> Extrait du document
::::
Article 2 : L'Assistance publique-Hôpitaux de Paris est condamnée à verser à Mlle Hind A la somme de 1 132 996 euros. Les intérêts au taux légal sont dus à compter du 7 février 2002 sur une somme de 680 000 euros, à compter du 1er février 2004 sur une somme de 18 639 euros et à compter du 1er septembre 2004 sur une somme de 434 357 euros. Les intérêts seront capitalisés pour produire eux-mêmes intérêts au 5 février 2004 et à chaque échéance annuelle ultérieure.
Article 3 : Le jugement du tribunal administratif de Paris du 22 juin 2004 est réformé en ce qu'il a de contraire à la présente décision.
Article 4 : L'Assistance publique - Hôpitaux de Paris versera à Mme Khajida A, à M. Rahal A et à Mlle Hind A la somme globale de 4 500 euros en application de l'article L. 761-1 du code de justice administrative.
Article 5 : Le surplus des conclusions du pourvoi de Mme Khajida A, M. Rahal A et Mlle Hind A est rejeté ainsi que le surplus des conclusions présentées par l'Assistance publique-Hôpitaux de Paris.
Article 6 : La présente décision sera notifiée à Mme Khajida A, à M. Rahal A, à Mlle Hind A, à l'Assistance publique-Hôpitaux de Paris et à la caisse primaire d'assurance maladie d'Eure-et-Loir.
Copie pour information en sera communiquée à la ministre de la santé et des sports.
::::
> Liste des enregistrements
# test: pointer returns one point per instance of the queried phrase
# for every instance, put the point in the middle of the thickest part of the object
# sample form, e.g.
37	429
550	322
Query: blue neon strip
::::
> Liste des tâches
1. Comment traduire en anglais cette phrase de l'extrait de décision : « Copie pour information en sera communiquée à la ministre de la santé et des sports. » ?
2. Recopiez le passage de l'extrait de décision allant de « Article 3 : Le » à « de justice administrative. », en remplaçant « juin » par « juillet ».
3. D'après l'extrait de décision, à compter de quelle date les intérêts au taux légal sont-ils dus sur la somme de 18 639 euros ?

> Corrigé
1. A copy will be sent for information to the Minister of Health and Sports.

2.
Article 3 : Le jugement du tribunal administratif de Paris du 22 juillet 2004 est réformé en ce qu'il a de contraire à la présente décision.
Article 4 : L'Assistance publique - Hôpitaux de Paris versera à Mme Khajida A, à M. Rahal A et à Mlle Hind A la somme globale de 4 500 euros en application de l'article L. 761-1 du code de justice administrative.

3. À compter du 1er février 2004.